§ TASK INSTRUCTIONS: Collect every line in the entries below that contains the word "water".

§ INFORMATION SHOWN:
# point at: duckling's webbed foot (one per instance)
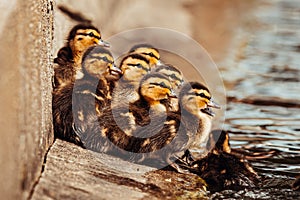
(187, 158)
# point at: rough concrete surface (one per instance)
(26, 127)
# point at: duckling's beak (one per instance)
(208, 111)
(103, 43)
(159, 63)
(172, 94)
(213, 104)
(114, 70)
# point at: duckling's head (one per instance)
(98, 62)
(175, 76)
(134, 67)
(149, 51)
(155, 88)
(196, 99)
(83, 36)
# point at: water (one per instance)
(263, 112)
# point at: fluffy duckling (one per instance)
(149, 51)
(222, 170)
(195, 104)
(157, 136)
(68, 60)
(176, 79)
(140, 129)
(76, 105)
(134, 67)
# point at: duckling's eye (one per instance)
(203, 95)
(139, 66)
(91, 34)
(105, 59)
(163, 84)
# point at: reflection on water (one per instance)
(268, 75)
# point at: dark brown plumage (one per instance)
(68, 61)
(76, 105)
(223, 170)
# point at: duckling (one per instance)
(68, 60)
(223, 170)
(173, 73)
(158, 136)
(76, 105)
(152, 102)
(149, 51)
(176, 79)
(146, 116)
(134, 67)
(196, 103)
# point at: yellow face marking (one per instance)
(195, 100)
(134, 69)
(174, 77)
(151, 54)
(98, 63)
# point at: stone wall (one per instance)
(26, 70)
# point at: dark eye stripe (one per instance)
(200, 95)
(162, 84)
(89, 34)
(175, 77)
(151, 55)
(139, 66)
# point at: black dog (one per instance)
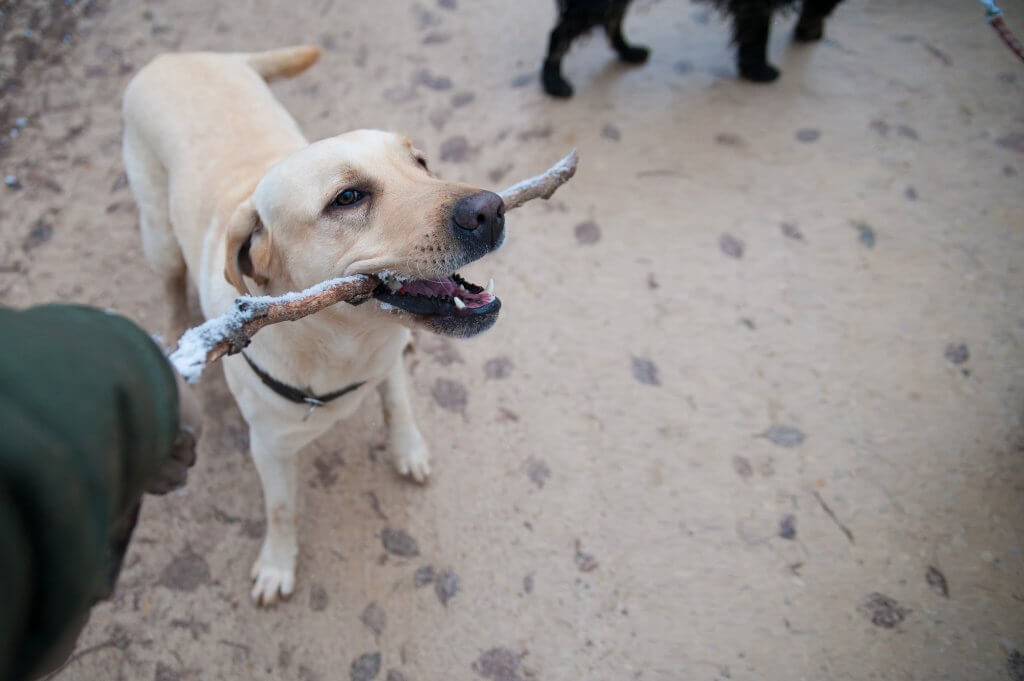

§ FULL ANSWER:
# point at: water (one per instance)
# point at: reflection on water (one per instance)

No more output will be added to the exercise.